• Selection:
** start **
Furthermore, the Final Rule requires a Covered Bank to establish and maintain a system of controls, oversight and documentation, including policies and procedures, designed to implement the stress testing requirements.  The Covered Bank’s Board of Directors and senior management must also review and approve the controls and stress testing program no less frequently than annually.

The Final Rule allows a Covered Bank owned by a holding company to conform to the stress testing and reporting timeline used by its parent holding company.  The Final Rule became effective on October 15, 2012.

FDIC Issues Final Rule to Implement Authority to Preserve Affiliate Contracts as Receiver of Systemically Important Financial Institutions

On March 27, 2012, the FDIC published a notice of proposed rulemaking (“NPR”) in the Federal Register setting forth its proposed rule relating to the enforcement of subsidiary and affiliate contracts by the FDIC as receiver of a covered financial company (a “systemically important financial institution” or “SIFI”) under Section 210(c)(16) of the Dodd-Frank Act.  (Details of the proposed rule included in the NPR can be found in the March 27, 2012 Financial Services Alert.)  The FDIC has issued the final rule (the “Final Rule”), which is substantially consistent with the proposed rule, but contains two clarifying changes and some clarifying statements added to the preamble.  The two clarifying changes relate to the FDIC possibly requiring a bridge financial company to terminate its status as a bridge financial company before completion of the resolution process and having the successor to the bridge financial company transfer assets or interests in the successor to creditors of the SIFI.  The FDIC recommends including (i) an additional clause to the definition of “specified financial condition clause,” and (ii) an additional related definition for “successor,” in each case to make it clear that section 210(c)(16) and the Final Rule continue to protect covered contracts of subsidiaries and affiliates through the completion of the resolution process, even where the process is completed by a successor to a bridge financial company and results in a change of control of the successor.  Additionally, statements were added to the preamble to clarify that absolute call rights, i.e., the right to demand performance from an affiliate of a SIFI at any time and for any reason, is not a type of remedy prohibited under the Final Rule.
** end **
• What this exercise asks:
A) Answer these questions about the banking regulation text, marking each answer with its numeral:
(i) How often must a Covered Bank's Board of Directors and senior management review and approve the controls and stress testing program?
(ii) On what date did the stress testing Final Rule become effective?
(iii) On what date did the FDIC publish its notice of proposed rulemaking on subsidiary and affiliate contracts?
B) Convert the records, from the line with "of the distant" through the end of the records, into a two-column CSV with the columns "request" and "answer", one row per request. Put each value in a single quoted field, with line breaks replaced by spaces.
The text and the records were taken from separate, unrelated sources.

[Excerpts of location labeling data]
** start **
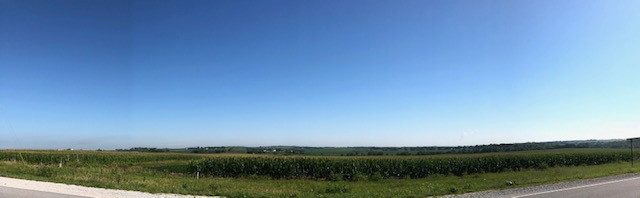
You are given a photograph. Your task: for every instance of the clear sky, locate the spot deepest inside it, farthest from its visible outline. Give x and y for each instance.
(118, 74)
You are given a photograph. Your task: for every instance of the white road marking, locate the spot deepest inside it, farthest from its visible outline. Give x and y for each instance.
(585, 186)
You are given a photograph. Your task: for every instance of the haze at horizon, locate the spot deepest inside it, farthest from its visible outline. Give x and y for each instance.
(120, 74)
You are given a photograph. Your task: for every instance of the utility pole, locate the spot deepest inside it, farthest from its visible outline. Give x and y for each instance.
(631, 146)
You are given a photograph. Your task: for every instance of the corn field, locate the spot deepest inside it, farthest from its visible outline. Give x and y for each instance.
(398, 167)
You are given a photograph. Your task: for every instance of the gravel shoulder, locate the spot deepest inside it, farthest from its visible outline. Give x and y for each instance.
(532, 190)
(66, 189)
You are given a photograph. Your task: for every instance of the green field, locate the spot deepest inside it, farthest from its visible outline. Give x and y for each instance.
(247, 175)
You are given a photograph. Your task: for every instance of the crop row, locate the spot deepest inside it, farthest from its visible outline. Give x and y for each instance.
(55, 157)
(349, 168)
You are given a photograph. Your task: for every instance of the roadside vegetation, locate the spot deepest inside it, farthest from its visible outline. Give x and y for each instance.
(247, 175)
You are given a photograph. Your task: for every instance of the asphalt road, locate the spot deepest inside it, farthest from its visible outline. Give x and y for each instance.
(623, 186)
(8, 192)
(629, 187)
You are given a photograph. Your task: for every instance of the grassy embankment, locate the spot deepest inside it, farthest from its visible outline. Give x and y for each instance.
(167, 173)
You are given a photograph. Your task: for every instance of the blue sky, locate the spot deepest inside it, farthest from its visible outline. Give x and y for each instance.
(117, 74)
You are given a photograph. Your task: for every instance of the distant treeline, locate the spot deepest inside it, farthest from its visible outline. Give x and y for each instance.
(400, 151)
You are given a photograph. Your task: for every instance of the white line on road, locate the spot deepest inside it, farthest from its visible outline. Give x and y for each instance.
(585, 186)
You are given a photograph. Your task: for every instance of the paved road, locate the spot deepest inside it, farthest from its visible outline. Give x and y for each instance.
(629, 187)
(8, 192)
(624, 186)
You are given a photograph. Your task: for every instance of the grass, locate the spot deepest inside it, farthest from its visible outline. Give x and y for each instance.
(149, 177)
** end **
• Set of answers:
A)
(i) No less frequently than annually.
(ii) October 15, 2012.
(iii) March 27, 2012.

B)
request,answer
"You are given a photograph. Your task: for every instance of the distant treeline, locate the spot deepest inside it, farthest from its visible outline. Give x and y for each instance.","(400, 151)"
"You are given a photograph. Your task: for every instance of the white line on road, locate the spot deepest inside it, farthest from its visible outline. Give x and y for each instance.","(585, 186)"
"You are given a photograph. Your task: for every instance of the paved road, locate the spot deepest inside it, farthest from its visible outline. Give x and y for each instance.","(629, 187) (8, 192) (624, 186)"
"You are given a photograph. Your task: for every instance of the grass, locate the spot deepest inside it, farthest from its visible outline. Give x and y for each instance.","(149, 177)"